- WRITTEN PROBLEM A -
In the mailing-list post, what does the word 'trouv&eacute;s' become in the HTML output?
- WRITTEN PROBLEM B -
Copy the mailing-list post word for word, from "My solution (the" up to and including "entities mentiond above.".
- WRITTEN PROBLEM C -
According to the mailing-list post, which characters' entities were still present in the output while all other entities vanished? List each one.

- TEXT SEGMENT -
::::::

[XML-SIG] entity munching monster tracked down!

Dierk Höppner D.Hoeppner@tu-bs.de
Fri, 13 Aug 1999 08:53:26 +0200


Dear SIGgers,

when playing around with the xml-package I sent an ordinary html 
file through a slightly modified xml/demo/dom/html2html.py. The 
output was html, too. Almost, because except '<', '&' and '>' all 
other entities vanished :-(( You can see it in the output of the 
original html2html. The data contains the word 'trouv&eacute;s' 
which in the html output becomes 'trouvs'

My solution (the experts of you have decide if this was alright): 

xml.dom.writer.HtmlWriter derives from xml.dom.writer.XmlWriter 
which has a method doText. The last line says 

self.stream.write(escape(data))

xml.utils.escape() just 'escapes' thos three entities mentiond above. 
But it may be called with an extra table for entities to be converted.

::::::

- ENTRIES SHOWN -

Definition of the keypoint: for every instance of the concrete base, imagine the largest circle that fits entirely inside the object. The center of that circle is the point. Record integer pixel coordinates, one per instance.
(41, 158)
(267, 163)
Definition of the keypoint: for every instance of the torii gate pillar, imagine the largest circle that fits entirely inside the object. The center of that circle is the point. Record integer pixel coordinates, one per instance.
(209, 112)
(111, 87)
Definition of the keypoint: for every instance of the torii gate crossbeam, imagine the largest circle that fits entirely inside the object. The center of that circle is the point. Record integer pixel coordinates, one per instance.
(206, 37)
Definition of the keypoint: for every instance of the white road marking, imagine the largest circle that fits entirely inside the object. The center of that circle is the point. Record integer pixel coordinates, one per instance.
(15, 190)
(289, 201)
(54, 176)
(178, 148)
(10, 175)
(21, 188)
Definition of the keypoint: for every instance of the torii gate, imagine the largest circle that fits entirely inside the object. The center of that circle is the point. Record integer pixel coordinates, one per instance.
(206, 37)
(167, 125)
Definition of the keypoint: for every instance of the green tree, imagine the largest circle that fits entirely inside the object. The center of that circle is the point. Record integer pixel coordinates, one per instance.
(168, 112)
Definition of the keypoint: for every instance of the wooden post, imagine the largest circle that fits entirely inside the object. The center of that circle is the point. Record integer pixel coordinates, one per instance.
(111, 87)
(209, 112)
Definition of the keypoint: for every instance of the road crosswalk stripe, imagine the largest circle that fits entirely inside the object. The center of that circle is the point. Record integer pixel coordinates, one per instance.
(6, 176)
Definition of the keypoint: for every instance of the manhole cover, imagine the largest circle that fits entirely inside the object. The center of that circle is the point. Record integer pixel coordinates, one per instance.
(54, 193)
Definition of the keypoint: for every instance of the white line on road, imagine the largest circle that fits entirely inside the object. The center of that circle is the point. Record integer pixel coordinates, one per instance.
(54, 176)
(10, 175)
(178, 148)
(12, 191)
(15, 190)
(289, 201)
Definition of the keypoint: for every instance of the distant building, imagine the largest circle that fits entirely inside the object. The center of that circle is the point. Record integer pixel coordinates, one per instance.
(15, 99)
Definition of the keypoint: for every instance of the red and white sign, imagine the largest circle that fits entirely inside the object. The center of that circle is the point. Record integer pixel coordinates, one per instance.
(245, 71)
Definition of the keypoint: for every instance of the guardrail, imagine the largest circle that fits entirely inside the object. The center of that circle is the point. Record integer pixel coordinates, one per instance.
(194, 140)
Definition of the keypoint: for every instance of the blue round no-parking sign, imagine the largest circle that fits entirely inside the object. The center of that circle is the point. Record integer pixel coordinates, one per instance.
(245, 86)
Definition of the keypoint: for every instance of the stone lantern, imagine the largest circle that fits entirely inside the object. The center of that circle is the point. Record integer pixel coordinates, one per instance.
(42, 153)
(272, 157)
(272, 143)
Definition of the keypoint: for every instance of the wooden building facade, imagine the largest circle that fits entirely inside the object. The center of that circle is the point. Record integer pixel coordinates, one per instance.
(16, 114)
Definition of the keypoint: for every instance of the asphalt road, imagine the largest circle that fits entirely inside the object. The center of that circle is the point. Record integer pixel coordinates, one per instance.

::::::

- EXERCISE OUTPUT A -
It becomes 'trouvs'.

- EXERCISE OUTPUT B -
My solution (the experts of you have decide if this was alright): 

xml.dom.writer.HtmlWriter derives from xml.dom.writer.XmlWriter 
which has a method doText. The last line says 

self.stream.write(escape(data))

xml.utils.escape() just 'escapes' thos three entities mentiond above.

- EXERCISE OUTPUT C -
'<', '&' and '>'